Article start
JD: Yeah, isn’t that kind of interesting? He’s a New Jersey person too.
MLAA: What brought you and your family to Mountain Lakes?
JD: I think my parents were really looking for the best school system they could find. My grandfather had been superintendent of schools in North Bergen for 38 years when I went into kindergarten. So they were very interested in education and I think that’s what really drew them to Mountain Lakes. They wanted, by the time I got into high school, for me to be in a great school…and we know it is a great school, and it was great for me. So that’s when I was there.
MLAA: Do you have any fond memories about your time in Mountain Lakes that you could share?
Article end
Material start
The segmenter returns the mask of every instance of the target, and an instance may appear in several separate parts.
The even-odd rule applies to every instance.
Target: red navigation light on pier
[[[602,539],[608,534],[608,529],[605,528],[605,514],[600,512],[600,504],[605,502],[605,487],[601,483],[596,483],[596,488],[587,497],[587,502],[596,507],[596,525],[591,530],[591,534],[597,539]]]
Material end
Required task 1: Repeat the Mountain Lakes interview word for word, starting with "JD: Yeah, isn’t" and going on through "I was there.".
Required task 2: Carry on the Mountain Lakes interview from the point where it ends.
The data here stands apart from the Mountain Lakes interview.

Written reply 1:
JD: Yeah, isn’t that kind of interesting? He’s a New Jersey person too.
MLAA: What brought you and your family to Mountain Lakes?
JD: I think my parents were really looking for the best school system they could find. My grandfather had been superintendent of schools in North Bergen for 38 years when I went into kindergarten. So they were very interested in education and I think that’s what really drew them to Mountain Lakes. They wanted, by the time I got into high school, for me to be in a great school…and we know it is a great school, and it was great for me. So that’s when I was there.

Written reply 2:
JD: I had great times in Mountain Lakes. I had wonderful girlfriends in Mountain Lakes, like Jan had in the movie. And my favorite memories are of pajama parties with those girls, which really gave me the foundation for that pajama party scene. I remember we would go, and particularly a friend who lived right across the street from where the Mountain Lakes Club is, we would have great girls pajama parties there. We would think that we were really wild because we’d run out and go swimming late at night. I had a great time hanging with my girlfriends. And, you know, I loved the fact that I lived on North Crane Road, so I would walk up between Sunset and Crystal up to Birchwood and then go for walks up in The Tourne. I loved that. And I wasn’t really involved in sports, of course, but I was in the orange and blue GAA shows. I was pretty much theater-driven at that time, but I did love my friends there. I knew how lucky I was to be in that school. I also loved the fact that I could walk five minutes and get onto the Lakeland bus and get into New York City, which I did a lot.
MLAA: When did you know that you wanted to be an actor?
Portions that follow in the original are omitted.